::: DATA FOR PROCESSING :::

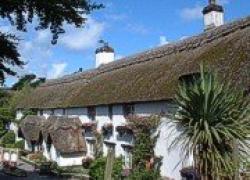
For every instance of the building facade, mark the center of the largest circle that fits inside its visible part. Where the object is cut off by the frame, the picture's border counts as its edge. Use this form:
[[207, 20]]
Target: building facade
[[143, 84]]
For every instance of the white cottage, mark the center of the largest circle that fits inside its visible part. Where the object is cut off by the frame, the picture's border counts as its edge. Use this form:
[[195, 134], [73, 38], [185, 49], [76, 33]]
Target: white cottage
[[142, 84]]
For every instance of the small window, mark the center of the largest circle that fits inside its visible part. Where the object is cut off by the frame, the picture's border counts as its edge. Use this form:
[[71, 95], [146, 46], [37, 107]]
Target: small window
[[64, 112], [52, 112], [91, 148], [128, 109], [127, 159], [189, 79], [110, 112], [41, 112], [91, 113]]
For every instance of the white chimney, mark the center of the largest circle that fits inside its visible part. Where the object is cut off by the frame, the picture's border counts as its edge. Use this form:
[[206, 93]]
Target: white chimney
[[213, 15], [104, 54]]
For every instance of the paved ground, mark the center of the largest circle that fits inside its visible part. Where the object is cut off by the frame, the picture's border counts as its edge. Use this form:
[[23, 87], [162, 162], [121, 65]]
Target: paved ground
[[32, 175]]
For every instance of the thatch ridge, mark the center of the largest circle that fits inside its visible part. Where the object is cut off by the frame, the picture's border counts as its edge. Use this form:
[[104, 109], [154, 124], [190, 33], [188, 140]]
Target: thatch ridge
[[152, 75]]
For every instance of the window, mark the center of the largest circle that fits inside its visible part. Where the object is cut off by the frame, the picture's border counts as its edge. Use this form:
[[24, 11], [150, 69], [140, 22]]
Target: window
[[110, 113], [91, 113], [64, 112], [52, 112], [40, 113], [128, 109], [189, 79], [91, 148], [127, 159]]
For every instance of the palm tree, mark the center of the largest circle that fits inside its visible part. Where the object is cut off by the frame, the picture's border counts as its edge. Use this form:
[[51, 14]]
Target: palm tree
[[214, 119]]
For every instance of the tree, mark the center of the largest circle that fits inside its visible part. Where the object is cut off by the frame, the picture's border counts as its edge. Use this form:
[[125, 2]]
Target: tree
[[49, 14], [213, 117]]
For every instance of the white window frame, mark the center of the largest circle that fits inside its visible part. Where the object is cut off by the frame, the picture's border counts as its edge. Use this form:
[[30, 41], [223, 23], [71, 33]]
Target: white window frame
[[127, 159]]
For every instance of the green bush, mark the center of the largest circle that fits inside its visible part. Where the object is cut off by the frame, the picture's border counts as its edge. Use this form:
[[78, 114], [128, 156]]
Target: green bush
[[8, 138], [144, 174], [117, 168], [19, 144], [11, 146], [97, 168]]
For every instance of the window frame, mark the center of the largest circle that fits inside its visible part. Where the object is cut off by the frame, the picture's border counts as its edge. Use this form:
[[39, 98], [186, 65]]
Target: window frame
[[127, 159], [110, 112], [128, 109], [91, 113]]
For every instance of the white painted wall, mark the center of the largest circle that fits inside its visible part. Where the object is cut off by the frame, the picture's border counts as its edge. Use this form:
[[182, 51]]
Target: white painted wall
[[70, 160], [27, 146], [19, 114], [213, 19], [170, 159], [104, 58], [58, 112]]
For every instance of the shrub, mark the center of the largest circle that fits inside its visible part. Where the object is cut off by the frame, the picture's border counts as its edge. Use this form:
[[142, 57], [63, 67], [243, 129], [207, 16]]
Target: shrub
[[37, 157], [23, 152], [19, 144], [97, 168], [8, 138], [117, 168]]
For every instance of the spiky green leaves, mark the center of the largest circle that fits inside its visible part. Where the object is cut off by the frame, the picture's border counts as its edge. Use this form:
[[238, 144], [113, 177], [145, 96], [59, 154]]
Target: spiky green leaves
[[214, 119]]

:::
::: DATA FOR PROCESSING :::

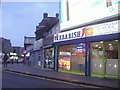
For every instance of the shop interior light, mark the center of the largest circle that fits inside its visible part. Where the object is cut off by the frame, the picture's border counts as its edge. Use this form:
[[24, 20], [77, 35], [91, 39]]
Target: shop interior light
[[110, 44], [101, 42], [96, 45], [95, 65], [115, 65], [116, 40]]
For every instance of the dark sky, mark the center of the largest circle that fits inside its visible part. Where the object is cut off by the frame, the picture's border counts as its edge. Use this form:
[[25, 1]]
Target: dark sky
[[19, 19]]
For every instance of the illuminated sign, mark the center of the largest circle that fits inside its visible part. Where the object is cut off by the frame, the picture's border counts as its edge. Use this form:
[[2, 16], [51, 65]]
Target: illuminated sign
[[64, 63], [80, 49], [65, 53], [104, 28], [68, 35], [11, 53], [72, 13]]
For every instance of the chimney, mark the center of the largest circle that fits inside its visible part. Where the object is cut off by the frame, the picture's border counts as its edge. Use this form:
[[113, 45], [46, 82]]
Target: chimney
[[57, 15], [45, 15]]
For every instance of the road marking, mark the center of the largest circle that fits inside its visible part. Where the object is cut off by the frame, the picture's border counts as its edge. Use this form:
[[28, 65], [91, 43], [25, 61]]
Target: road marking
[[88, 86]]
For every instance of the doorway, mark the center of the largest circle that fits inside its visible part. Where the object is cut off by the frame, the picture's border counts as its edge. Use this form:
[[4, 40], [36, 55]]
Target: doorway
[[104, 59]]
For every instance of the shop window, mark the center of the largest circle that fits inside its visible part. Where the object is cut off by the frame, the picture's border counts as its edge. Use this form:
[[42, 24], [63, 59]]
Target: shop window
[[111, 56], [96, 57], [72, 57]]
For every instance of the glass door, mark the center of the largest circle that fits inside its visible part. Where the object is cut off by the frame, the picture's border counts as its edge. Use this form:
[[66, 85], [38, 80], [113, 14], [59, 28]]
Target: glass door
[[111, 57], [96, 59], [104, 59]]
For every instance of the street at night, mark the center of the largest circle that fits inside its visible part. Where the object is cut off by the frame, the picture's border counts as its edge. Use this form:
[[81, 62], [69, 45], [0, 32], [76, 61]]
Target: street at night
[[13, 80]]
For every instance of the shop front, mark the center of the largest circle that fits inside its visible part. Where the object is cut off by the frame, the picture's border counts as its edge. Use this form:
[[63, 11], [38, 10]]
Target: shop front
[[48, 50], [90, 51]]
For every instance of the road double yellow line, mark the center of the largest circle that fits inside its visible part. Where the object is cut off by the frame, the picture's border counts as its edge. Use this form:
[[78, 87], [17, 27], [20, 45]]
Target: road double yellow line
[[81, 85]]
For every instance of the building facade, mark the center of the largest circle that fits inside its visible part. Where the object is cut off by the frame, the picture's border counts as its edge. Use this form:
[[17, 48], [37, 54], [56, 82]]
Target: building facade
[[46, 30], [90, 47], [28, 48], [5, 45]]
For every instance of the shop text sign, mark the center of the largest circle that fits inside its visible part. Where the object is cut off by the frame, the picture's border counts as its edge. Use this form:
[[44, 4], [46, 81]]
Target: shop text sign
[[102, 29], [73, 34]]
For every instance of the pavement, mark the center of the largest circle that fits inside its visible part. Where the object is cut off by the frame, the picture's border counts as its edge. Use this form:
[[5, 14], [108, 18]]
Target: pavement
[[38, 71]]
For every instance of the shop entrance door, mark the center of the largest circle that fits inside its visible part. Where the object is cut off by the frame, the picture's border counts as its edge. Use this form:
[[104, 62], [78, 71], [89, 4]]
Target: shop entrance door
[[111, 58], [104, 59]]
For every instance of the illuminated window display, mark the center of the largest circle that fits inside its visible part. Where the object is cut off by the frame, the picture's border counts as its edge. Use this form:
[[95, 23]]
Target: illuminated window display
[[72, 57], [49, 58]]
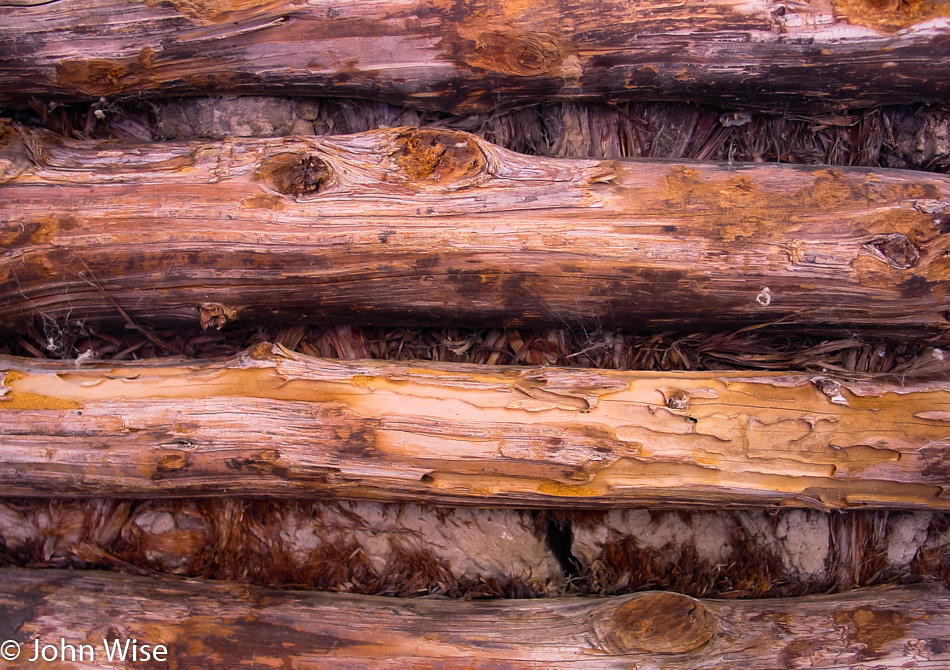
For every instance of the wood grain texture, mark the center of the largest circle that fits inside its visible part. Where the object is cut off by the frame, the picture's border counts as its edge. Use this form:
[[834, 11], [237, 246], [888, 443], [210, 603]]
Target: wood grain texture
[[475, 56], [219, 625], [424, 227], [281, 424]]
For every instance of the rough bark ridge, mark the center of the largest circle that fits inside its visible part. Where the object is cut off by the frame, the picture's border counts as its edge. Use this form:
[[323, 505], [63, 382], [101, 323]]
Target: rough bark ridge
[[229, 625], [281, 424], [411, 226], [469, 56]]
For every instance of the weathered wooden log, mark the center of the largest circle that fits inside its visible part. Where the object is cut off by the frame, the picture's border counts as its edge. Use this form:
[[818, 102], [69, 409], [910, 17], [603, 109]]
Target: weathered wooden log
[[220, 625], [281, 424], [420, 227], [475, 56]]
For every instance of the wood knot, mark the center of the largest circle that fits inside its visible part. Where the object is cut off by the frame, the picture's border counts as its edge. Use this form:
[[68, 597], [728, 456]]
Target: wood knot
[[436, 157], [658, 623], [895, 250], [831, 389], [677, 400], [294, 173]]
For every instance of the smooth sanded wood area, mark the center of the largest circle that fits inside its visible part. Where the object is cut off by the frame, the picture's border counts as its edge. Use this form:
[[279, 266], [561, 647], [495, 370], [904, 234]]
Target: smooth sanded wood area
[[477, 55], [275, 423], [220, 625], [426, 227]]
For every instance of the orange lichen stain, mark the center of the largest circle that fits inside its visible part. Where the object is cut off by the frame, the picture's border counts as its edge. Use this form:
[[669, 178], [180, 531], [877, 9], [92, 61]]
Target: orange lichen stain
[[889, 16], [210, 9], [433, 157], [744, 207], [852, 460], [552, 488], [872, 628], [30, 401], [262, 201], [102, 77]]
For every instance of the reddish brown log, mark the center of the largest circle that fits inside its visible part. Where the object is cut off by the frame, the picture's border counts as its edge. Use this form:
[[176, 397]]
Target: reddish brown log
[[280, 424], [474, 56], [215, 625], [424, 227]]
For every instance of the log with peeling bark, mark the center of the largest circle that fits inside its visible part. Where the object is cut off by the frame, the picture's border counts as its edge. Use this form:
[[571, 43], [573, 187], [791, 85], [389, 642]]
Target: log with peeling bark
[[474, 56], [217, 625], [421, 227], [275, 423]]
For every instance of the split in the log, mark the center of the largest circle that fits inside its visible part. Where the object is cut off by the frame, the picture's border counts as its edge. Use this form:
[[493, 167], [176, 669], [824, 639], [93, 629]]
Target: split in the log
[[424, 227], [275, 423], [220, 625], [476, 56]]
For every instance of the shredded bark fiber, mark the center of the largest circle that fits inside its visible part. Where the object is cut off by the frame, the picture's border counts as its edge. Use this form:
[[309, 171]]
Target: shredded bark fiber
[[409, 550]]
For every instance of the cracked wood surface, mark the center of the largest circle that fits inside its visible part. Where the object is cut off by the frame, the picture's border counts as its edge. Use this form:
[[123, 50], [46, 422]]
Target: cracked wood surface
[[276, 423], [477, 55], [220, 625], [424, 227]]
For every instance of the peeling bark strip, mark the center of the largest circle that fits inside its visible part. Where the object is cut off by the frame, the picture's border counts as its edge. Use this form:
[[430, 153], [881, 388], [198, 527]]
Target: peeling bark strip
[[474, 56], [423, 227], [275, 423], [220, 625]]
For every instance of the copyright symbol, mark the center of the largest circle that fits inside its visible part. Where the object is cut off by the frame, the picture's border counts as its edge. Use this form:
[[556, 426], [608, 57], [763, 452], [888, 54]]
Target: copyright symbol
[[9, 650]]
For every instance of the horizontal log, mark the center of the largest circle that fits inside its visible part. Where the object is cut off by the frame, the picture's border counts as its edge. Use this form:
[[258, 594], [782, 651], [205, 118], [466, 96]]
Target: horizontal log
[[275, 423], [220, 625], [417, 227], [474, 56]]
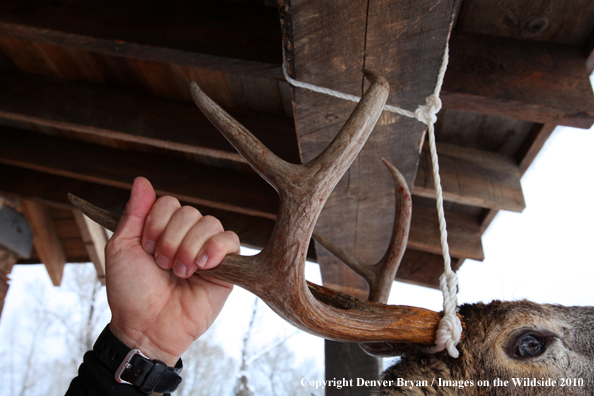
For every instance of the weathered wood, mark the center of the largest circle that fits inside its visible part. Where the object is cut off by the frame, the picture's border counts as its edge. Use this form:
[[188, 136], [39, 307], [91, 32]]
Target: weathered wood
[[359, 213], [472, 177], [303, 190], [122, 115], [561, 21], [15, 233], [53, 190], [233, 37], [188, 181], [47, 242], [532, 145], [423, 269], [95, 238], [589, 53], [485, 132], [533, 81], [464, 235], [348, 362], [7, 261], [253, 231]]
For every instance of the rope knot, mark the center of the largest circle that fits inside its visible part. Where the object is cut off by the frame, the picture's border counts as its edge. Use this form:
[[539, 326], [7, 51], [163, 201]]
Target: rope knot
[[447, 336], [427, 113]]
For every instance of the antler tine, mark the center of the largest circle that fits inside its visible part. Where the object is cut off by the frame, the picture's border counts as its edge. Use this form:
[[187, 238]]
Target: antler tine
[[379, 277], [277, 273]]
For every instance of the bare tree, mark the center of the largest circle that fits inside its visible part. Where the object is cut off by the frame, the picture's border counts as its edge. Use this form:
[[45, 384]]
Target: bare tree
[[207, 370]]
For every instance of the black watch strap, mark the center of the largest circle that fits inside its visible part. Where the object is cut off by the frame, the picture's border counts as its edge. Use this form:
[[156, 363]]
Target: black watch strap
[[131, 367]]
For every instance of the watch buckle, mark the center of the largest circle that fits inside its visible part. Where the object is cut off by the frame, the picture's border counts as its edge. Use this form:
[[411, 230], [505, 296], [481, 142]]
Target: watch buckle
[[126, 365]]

:::
::: DATA FOR PROCESSING :::

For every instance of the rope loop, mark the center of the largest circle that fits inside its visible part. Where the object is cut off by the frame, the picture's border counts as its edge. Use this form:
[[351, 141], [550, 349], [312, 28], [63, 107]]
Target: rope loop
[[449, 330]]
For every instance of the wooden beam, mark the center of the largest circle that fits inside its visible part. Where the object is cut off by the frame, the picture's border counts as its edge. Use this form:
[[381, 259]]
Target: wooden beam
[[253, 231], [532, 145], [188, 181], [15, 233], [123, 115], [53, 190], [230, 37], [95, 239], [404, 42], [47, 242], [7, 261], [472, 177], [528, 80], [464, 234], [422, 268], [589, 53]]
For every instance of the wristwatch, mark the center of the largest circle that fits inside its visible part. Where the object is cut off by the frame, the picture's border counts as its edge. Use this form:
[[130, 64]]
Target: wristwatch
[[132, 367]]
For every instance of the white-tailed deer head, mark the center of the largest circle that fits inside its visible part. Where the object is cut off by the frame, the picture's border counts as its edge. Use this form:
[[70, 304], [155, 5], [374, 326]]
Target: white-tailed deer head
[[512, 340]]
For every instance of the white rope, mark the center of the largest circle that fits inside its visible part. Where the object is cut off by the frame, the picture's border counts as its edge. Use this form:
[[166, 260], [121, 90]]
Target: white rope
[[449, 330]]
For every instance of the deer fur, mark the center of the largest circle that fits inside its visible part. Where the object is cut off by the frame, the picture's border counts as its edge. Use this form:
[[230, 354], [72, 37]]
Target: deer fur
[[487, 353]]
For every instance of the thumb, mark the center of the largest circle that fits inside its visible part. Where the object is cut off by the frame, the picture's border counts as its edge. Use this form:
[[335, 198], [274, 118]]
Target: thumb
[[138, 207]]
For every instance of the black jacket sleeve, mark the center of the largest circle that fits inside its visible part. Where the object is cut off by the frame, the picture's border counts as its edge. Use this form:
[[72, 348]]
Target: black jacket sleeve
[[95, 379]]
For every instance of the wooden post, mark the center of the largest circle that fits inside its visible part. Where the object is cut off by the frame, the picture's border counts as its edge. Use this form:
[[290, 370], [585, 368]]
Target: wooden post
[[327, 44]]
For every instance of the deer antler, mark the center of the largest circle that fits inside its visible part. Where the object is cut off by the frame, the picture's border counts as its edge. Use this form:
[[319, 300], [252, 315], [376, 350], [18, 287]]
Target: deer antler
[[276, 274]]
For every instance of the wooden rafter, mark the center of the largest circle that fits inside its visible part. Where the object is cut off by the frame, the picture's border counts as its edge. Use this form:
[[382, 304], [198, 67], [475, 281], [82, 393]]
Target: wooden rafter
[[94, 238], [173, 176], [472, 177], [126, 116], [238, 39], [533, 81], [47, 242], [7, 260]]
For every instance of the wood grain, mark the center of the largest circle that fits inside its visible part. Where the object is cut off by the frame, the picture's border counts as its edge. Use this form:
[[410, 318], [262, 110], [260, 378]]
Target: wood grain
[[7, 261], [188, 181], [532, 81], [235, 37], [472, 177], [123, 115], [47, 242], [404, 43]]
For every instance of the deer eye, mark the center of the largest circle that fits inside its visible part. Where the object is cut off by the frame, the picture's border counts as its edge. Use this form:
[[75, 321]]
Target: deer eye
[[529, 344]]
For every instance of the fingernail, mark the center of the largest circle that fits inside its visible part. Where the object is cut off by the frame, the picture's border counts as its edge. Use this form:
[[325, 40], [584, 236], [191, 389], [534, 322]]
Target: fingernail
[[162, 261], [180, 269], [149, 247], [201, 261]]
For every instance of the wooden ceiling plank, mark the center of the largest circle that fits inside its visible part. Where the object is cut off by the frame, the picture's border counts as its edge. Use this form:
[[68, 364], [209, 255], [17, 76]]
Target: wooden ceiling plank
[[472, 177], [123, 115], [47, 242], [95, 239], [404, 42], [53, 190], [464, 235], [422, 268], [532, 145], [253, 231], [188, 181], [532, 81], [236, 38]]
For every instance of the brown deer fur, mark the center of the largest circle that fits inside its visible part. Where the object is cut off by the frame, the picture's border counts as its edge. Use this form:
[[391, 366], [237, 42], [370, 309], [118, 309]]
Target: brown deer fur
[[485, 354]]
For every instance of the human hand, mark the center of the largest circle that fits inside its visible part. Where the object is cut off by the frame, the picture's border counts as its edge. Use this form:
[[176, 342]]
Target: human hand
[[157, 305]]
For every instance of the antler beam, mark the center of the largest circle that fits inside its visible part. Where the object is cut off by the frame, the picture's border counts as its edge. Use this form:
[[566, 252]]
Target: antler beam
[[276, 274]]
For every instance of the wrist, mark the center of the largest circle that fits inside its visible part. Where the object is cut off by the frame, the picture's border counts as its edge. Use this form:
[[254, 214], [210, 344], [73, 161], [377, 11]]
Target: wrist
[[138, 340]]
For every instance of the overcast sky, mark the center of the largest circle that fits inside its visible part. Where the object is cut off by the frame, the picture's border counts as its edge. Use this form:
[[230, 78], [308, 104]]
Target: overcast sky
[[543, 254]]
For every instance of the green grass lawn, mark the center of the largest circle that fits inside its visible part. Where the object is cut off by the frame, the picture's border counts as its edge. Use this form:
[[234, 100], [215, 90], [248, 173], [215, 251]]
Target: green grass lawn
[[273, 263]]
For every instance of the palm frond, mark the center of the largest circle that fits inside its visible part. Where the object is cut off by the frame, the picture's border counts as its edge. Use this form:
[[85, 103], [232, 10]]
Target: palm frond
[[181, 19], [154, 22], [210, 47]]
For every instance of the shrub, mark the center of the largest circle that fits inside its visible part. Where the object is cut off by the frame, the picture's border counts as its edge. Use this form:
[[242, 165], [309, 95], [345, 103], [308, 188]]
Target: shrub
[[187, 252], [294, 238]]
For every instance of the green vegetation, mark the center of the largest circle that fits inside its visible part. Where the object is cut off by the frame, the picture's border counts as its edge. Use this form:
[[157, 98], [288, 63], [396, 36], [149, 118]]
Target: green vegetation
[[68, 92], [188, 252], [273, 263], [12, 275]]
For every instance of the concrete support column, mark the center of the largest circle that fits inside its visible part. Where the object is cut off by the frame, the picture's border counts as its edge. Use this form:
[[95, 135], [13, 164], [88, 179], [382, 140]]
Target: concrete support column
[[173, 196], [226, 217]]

:::

▶ _YOUR INSTRUCTIONS_: Copy out, unchanged, the lines of the records from the line with "For every instance of the wristwatch, mark" through the line with "[[138, 207]]", including both of those lines.

▶ _ANSWER_:
For every instance of the wristwatch, mark the center of the largest circle that fits inside its visible part. Where the object is cut off by the frame, the picture's border counts as its edge. Use this form:
[[130, 64]]
Target: wristwatch
[[132, 367]]
For every instance of the white-tailed deer head, mark the center of the largest circle that fits inside its visible part. Where the object is cut off by the frame, the picture's border counts as its edge. Use this form:
[[70, 304], [155, 5], [374, 326]]
Target: white-tailed deer head
[[512, 340]]
For every instance of the white rope, mark the center of the largest circle that fits inside its visible part. Where the object is cut off by the frame, the picture's border counts as its edge. Use this form:
[[166, 260], [121, 90]]
Target: white rope
[[449, 330]]
For every instance of the deer fur, mark the center of the largest circle that fits inside its visible part. Where the object is cut off by the frame, the picture's border counts as its edge. Use this form:
[[230, 354], [72, 37]]
Target: deer fur
[[487, 353]]
For every instance of the thumb, mark the center of the largest circle that fits inside its visible part. Where the object is cut off by the frame, the picture's border counts as its edge. Use this form:
[[335, 198], [274, 118]]
Target: thumb
[[138, 207]]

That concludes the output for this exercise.